A new submission story.

In this section we outline the processing which happens in the background when a user supplies new information into the CVs. As a case study we shall explore what happens when we submit a new institution in the universal repository.

Issue Submission Form

The process starts with the submission of the relevant data. For this a user must find the relevant repository of the CVs provide all the required information to create such an entry.

There are two planned routes for entering the required data: - Github issue form - Dynamic website form

GitHub form

Github issue templates can be used to guide input in the form of markdown files. More recently the option to use a yml file to create a form has been added. Using this we define an input form with relevant descriptions which once filled creates a formatted issue.

For more information on the syntax click here

Where are the issue forms?

Issue forms reside in the .workflows/ISSUE_TEMPLATE/ directory. Here we explore the structure of the add_institution.yml template. The structure of this is described below:

Issue Labels

Exploring the source code we can assign automatic labels for when the issue is created:

labels:
    - alpha
    - institution

Markdown

We also add a short markdown description

-   type: markdown
    attributes:
        value: |
            ####
            ## Adding a new Institution. 

            Please fill in the information below.

And a dropdown to define what kind of action is required by the processing script. (Note although it is possible to determine this using labels, there are cases where conflicting labels may be used to identify issues that span several areas of interest, and therefore this is a more explicit method to do this.)

-   type: dropdown
    id: category
    attributes:
        label: "Issue Type"

Saved data entries:
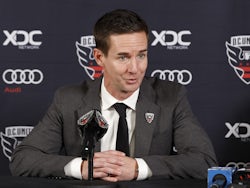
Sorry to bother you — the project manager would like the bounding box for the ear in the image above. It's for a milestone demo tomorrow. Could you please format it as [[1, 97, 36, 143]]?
[[93, 48, 104, 67]]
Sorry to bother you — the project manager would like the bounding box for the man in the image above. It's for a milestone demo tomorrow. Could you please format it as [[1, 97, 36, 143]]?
[[10, 10, 216, 182]]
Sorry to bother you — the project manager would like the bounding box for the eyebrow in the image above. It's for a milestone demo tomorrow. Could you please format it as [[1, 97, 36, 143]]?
[[117, 49, 148, 55]]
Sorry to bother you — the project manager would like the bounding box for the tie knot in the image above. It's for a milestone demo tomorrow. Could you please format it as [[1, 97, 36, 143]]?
[[113, 103, 127, 117]]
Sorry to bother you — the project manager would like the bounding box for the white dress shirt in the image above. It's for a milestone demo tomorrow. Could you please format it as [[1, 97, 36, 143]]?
[[64, 80, 152, 180]]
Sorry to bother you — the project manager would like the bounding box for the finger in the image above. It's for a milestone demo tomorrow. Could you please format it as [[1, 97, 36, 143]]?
[[94, 156, 125, 167], [94, 168, 122, 177], [94, 150, 126, 157], [101, 176, 118, 182]]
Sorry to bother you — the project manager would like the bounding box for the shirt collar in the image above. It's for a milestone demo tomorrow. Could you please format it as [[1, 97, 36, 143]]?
[[101, 78, 140, 110]]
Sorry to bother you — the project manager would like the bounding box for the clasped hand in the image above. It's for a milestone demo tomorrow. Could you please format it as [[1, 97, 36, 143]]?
[[81, 150, 138, 182]]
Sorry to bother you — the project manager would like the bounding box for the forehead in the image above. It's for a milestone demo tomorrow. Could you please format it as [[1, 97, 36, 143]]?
[[109, 32, 148, 53]]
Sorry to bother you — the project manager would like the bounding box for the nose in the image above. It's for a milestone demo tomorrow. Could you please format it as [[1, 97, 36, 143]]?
[[128, 57, 138, 73]]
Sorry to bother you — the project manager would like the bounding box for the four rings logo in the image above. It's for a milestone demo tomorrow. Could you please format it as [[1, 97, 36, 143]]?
[[3, 30, 42, 49], [151, 70, 192, 85], [2, 69, 43, 84]]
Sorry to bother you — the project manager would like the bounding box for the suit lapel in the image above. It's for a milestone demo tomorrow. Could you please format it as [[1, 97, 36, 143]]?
[[135, 80, 160, 157], [76, 78, 101, 151]]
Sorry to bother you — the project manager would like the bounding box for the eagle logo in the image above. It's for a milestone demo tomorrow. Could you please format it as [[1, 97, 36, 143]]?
[[76, 35, 102, 80], [225, 35, 250, 84]]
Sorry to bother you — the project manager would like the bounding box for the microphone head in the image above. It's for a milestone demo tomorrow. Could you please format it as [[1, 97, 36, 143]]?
[[77, 109, 108, 141], [95, 110, 108, 140]]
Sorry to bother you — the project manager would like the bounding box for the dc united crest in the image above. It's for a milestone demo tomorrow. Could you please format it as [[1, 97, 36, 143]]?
[[0, 126, 33, 161], [76, 35, 102, 80], [226, 35, 250, 84]]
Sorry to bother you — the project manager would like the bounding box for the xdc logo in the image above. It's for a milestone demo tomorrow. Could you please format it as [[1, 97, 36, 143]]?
[[3, 30, 42, 49], [151, 30, 191, 49], [76, 35, 102, 80], [225, 122, 250, 141]]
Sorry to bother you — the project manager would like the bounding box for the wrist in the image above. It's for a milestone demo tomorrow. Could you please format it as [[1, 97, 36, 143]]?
[[133, 160, 139, 180]]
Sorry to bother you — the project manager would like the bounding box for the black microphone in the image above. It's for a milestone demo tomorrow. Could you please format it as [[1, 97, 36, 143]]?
[[77, 110, 108, 180], [210, 174, 227, 188], [207, 167, 236, 188]]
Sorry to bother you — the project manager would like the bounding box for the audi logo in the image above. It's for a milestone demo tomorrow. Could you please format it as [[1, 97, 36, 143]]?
[[151, 70, 192, 85], [226, 162, 250, 169], [2, 69, 43, 84]]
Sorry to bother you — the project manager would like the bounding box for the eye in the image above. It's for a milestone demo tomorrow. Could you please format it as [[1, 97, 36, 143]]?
[[118, 55, 129, 62], [137, 53, 146, 60]]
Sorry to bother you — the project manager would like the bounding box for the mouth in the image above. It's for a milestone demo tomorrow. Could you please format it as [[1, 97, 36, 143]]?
[[126, 78, 137, 84]]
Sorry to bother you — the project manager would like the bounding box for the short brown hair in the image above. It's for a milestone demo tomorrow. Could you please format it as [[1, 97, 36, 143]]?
[[94, 9, 148, 55]]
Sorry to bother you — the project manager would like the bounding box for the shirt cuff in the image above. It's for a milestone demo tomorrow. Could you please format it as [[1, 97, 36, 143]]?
[[135, 158, 152, 180], [64, 157, 82, 179]]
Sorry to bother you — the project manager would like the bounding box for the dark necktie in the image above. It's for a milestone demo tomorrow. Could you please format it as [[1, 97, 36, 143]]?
[[114, 103, 129, 156]]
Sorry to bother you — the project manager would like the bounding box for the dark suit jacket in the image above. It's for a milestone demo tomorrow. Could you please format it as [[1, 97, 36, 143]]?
[[10, 78, 216, 179]]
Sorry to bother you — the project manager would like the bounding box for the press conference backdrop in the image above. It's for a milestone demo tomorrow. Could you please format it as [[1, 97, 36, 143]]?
[[0, 0, 250, 175]]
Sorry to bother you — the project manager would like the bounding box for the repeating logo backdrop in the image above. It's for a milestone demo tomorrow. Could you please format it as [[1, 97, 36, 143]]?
[[0, 0, 250, 175]]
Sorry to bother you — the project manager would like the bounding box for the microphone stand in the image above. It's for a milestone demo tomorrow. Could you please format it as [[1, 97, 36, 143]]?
[[77, 110, 108, 181], [82, 122, 96, 181]]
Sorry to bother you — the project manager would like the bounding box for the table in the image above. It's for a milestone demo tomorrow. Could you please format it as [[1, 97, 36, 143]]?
[[0, 176, 207, 188]]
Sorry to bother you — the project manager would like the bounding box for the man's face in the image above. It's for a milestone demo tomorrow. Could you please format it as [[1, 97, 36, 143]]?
[[94, 32, 148, 100]]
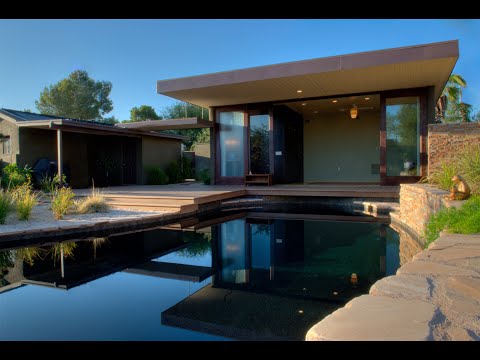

### Task statement
Pick up the walkthrough of the new-institution submission process at the point where it stops, and write the part that comes next.

### Response for this exercise
        #   description: "This is pre-set and cannot be changed."
        options:
            - "institution"
        default: 0
    validations:
        required: true

As this is a required value, it is also set to auto-populate with the first (0th) item. If we had an entry which could be added or modified, there may be multiple options within the issue type category selection.

Inputs

Finally we define a set of inputs giving them a label, description in markdown, example text and whether or not the input is required for form submission. Unfortunately no further validation is possible within the github forms, and has to be carried out within the action described below.

-   id: label
    attributes:
        label: Acronym
        description: |
            A short acronym from which your institution can be identified with. 

            Note: This name must be unique across all organisations and cannot be changed once data is published with it.
        placeholder: 'e.g., UoYork, MOHC, CMIP-IPO'
    validations:
        required: true
    type: input

Dynamic Web-Form

Although not currently available, the future plans is to replicate the web form on the mipcvs.dev server. This will constitute a fastAPI server which can access the suitability of a field as it is being entered. This will mean that any errors are flagged during entry, and do not require a review, edit, test loop. The end result from the website will still be the creation of a new issue, which upon submission triggers the same post-processing functions.

Submitting a new issue

To submit a new form we start by going to the Issues tab on github. If our template yml file is correctly formatted we should be able to select if from the list of available templates.

From here we are able open the relevant form, completing any required fields.

On submission, the pre-allocated labels are appended:

and the form content saved as the main issue.

Workflow

When an issue is created or changed, we want to be able to run a series of scripts. These are called workflows. A workflow is defined in .github/workflows, with the components of the issue specific workflow new_issue.yml being outlined below.

Workflow content

Triggers

The on section of a workflow outlines when an issue is run. Common triggers are on push, issue opened/closed, cron and dispatch.

on:
  issues:
    types: [opened, edited]

This means that should a submission need to be edited, the checks will run again until the relevant sections pass or the issue is closed.

Permissions

For workflows which need to interact with the repository, we need to define what the action is allowed to do. In this case, we can change the issue, repository content and create a pull request.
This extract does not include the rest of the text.